文書抜粋:
---*---
DMM.makeのAGILISTAでハイブリッドロケット燃料を製作 北海道大学 宇宙環境システム工学研究室

2023年3月2日

研究機関実験器具一点物・少量・オーダーメイド
DMM.make 3Dプリントサービス 法人様 導入活用事例

北海道大学大学院 宇宙環境システム工学研究室の李介維様よりお話を伺いました。ハイブリッドロケットの燃料が、DMM.make3Dプリントサービスの人気素材AGILISTAで製作されている事例をご紹介します。

※この記事内のコメントや評価は、インタビューに応じた企業様の個人的な感想や意見であり、当社の公式な見解や保証を示すものではありません。

お客様プロフィール

DMM.make 3Dプリントサービス 法人様 導入活用事例

北海道大学 大学院 工学院 機械宇宙工学 宇宙環境システム工学研究室李 介維

課題

端面燃焼式ハイブリッドロケットの燃料に非常に小さなポート(穴)をたくさん作る必要があったが、手作業でポートを作ることに限界を感じて開発が頓挫してしまった。

効果

手作業で作るのは難しく、3Dプリンターを使うことで研究が進んでいる。

お客様の声

昔の固形燃料では、液体酸素を通したときにバキバキに割れて困っていましたが、AGILISTAを試してみたら割れることがなかったので採用いたしました。

自己紹介と研究室での研究内容について

まずは簡単な自己紹介と所属されている研究室の研究内容を教えてください。

李様:私は北海道大学工学院の宇宙環境システム工学研究室に所属しています。
研究内容としては、ハイブリッドロケットを中心に研究をしています。

ありがとうございます。ハイブリッドロケットとは、具体的にどういうものでしょうか?

李様:一般的によく用いられるロケットには、酸化剤と燃料に2つの液体を使っている液体ロケットと固体の酸化剤と燃料を混ぜた固体ロケットがあります。
---*---
抽出された行:
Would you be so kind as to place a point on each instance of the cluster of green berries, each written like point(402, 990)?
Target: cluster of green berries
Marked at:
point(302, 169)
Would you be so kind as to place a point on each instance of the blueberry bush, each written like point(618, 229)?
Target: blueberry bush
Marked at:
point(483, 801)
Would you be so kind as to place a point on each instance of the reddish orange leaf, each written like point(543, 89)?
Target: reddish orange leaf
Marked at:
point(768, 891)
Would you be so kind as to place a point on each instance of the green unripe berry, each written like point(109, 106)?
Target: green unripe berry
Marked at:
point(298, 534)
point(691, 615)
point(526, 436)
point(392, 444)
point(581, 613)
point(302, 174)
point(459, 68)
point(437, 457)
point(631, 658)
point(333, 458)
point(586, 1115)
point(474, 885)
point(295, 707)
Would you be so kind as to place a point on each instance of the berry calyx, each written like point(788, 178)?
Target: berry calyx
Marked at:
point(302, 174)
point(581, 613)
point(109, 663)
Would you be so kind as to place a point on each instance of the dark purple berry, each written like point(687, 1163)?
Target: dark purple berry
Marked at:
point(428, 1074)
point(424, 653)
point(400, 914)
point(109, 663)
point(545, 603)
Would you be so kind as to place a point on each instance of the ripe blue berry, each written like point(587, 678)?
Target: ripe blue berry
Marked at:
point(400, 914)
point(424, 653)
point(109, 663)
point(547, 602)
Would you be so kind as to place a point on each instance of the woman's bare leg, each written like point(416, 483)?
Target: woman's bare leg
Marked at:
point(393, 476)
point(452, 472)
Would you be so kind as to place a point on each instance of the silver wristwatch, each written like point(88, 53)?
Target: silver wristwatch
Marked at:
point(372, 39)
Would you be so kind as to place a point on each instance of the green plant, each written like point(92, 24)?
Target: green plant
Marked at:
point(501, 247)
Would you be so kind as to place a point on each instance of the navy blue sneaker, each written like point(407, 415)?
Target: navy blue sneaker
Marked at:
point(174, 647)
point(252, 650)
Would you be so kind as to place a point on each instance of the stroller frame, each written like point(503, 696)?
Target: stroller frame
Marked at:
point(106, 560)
---*---
目的 1:
文書抜粋によると、昔の固形燃料では液体酸素を通したときにどんな問題が起きていたか。
目的 2:
文書抜粋の「端面燃焼式ハイブリッドロケットの燃料に」で始まる段落を、要点を残して短く書き直せ。
目的 3:
文書抜粋のハイブリッドロケットの説明を、最後の文の直後から再開して書き継ぐこと。
行は参照しなくてよい。

出力 1:
バキバキに割れてしまっていた。

出力 2:
端面燃焼式ハイブリッドロケットの燃料には小さなポートが多数必要だったが、手作業での加工に限界があり、開発が止まってしまった。

出力 3:
一方で、ハイブリッドロケットは、液体の酸化剤と固体の燃料といった異なる相を用いたロケットになります。

引用元 :https://doi.org/10.3390/aerospace8090253

3Dプリンターを使った制作物について

3Dプリンターで造形されているものは、ハイブリッドロケットに使うパーツですか?

李様:私が所属する研究室の永田先生が発明した「端面燃焼式ハイブリッドロケット」というものがあります。
端面燃焼式では、とても小さい穴が空いたすごく精巧な燃料を作る必要がありまして、その燃料を作るために3Dプリンターを使っています。

「燃料を作る」といいますと、燃料を作るための機械を3Dプリンターで作られているのでしょうか?

李様:いえ、推進剤となる固体燃料そのものを3Dプリンターで作っています。
固体燃料の素材がプラスチックなので、DMMさんの3Dプリンターでプラスチック素材の燃料を造形している感じです。

なるほど。3Dプリンターで出力したものを、そのままロケットの燃料として使われているのですね。




DMM.make3Dプリントサービスで造形した燃料が実際に燃えている様子

DMM.makeで選んで素材について

造形に使っている素材は何ですか?

李様:昔は光硬化性樹脂を使ってプリントしていましたが、今はAGILISTAのAR-M2を使って燃料を作っています。

最近は新しい研究が始まって、液体酸素を酸化剤として使うようになったのですが、液体酸素は非常に冷たいので、普通のプラスチックだと燃料が割れてしまうんです。
従来の樹脂では上手く実験ができなかったのですが、AGILISTAを使うことで燃料の形を保つことができて、ロケットの燃料として使えています。

ありがとうございます。こちらを選ばれた理由は靭性に優れているからでしょうか?

李様:そうですね。
小さい穴の中に液体酸素を通す必要があるので、DMMさんの素材ページの仕様を見て選びました。

今回の造形物は具体的にどのように燃料として使用されますか?

李様:一般的なハイブリッドロケットは、「ポート」と呼ばれる1つの大きな穴が空いた、チューブ状の固体燃料を使っています。
普通はこの穴の部分に酸化剤を流して、点火することでエネルギーが発生します。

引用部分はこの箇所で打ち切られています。